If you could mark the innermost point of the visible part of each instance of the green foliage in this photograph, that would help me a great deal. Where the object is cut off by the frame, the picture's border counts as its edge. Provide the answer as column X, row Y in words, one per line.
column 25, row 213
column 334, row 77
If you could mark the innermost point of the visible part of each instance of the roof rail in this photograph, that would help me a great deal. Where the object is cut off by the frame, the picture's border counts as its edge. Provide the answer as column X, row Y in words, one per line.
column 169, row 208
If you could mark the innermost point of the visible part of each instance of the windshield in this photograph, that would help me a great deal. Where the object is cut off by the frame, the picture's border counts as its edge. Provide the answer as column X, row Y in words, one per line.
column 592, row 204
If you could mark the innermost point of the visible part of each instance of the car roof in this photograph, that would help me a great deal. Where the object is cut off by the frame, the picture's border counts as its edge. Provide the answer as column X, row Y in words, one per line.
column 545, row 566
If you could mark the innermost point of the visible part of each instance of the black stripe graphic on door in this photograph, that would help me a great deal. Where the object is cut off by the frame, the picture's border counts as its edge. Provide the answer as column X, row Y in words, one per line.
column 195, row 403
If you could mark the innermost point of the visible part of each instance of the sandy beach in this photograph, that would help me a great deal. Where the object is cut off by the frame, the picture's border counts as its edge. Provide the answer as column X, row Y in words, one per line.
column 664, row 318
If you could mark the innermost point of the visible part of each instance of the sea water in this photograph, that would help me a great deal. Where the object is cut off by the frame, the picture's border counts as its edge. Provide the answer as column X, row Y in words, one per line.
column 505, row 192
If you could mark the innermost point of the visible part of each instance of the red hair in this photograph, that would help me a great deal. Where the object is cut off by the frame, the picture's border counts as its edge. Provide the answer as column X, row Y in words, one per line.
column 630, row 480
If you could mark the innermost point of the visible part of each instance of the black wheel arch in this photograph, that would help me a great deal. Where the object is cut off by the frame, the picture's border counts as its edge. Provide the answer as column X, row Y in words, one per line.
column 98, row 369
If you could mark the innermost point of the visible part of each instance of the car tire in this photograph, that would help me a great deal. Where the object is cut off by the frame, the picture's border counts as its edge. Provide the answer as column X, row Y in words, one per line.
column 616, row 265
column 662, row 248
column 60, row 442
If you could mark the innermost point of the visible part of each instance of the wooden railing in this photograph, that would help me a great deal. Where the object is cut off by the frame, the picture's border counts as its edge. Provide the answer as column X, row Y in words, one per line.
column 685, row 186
• • • • •
_Requirements_:
Can you repeat all of the material above back to me, word for word and without any changes?

_Result_:
If you could mark the innermost point of the visible part of each instance of the green foliage in this photograph, that would help me a great deal. Where the object is cut off by the frame, the picture's border counts as its edge. Provide the answer as column X, row Y in words, one per line.
column 25, row 213
column 334, row 77
If you could mark the innermost point of the visible part of each instance of the roof rail in this photograph, that would help me a great deal. Where the object is cut off by the frame, the picture's border counts as its edge. Provide the answer as column X, row Y in words, one per line.
column 169, row 208
If you could mark the innermost point of the visible part of each instance of the windshield in this photograph, that would help me a great deal. Where the object is cut off by the frame, the picture's border counts as its edge. Provide the answer as column X, row Y in words, one per line.
column 592, row 204
If you could mark the innermost point of the visible part of each instance of the car roof in this photograph, that would help me a great deal. Where the object is cut off by the frame, the picture's border counts as its edge. Provide the answer as column X, row Y in words, one per line.
column 545, row 566
If you could mark the innermost point of the visible part of each instance of the black stripe graphic on door in this photograph, that would help me a great deal. Where the object is cut off by the frame, the picture's border counts as its edge. Provide the answer as column X, row Y in words, one per line.
column 195, row 403
If you could mark the innermost point of the visible part of each instance of the sandy beach in this photograph, that would help me a great deal. Where the object is cut off by the frame, the picture's border counts as its edge. Provide the answer as column X, row Y in words, one per line.
column 664, row 318
If you could mark the innermost point of the visible part of each instance of the sea water in this photograph, that would help me a great deal. Where the object is cut off by the frame, the picture's border counts as its edge. Provide the answer as column X, row Y in words, one per line.
column 505, row 192
If you could mark the innermost point of the visible part of each instance of the red hair in this photograph, that would help me a great deal. Where the object is cut off by the frame, the picture's border counts as its edge. Provide the answer as column X, row Y in words, one per line.
column 630, row 480
If you could mark the innermost point of the visible part of each instance of the black wheel arch in this photograph, that would help me a great deal. Where the object is cut off by the frame, the picture's border counts as its edge. Provide the answer as column X, row Y in words, one per line.
column 98, row 369
If you could mark the innermost point of the visible part of each instance of the car tire in this photograph, that would help me a great deal. Where the object is cut off by the frame, the picture's border counts as its edge. Provide the answer as column X, row Y in words, one per line.
column 616, row 265
column 662, row 248
column 60, row 442
If you could mark the innermost point of the visible part of each instance of the wooden railing in this photograph, that would help me a great deal. Where the object is cut off by the frame, the picture's border counts as its edge. Provide the answer as column X, row Y in words, one per line.
column 685, row 186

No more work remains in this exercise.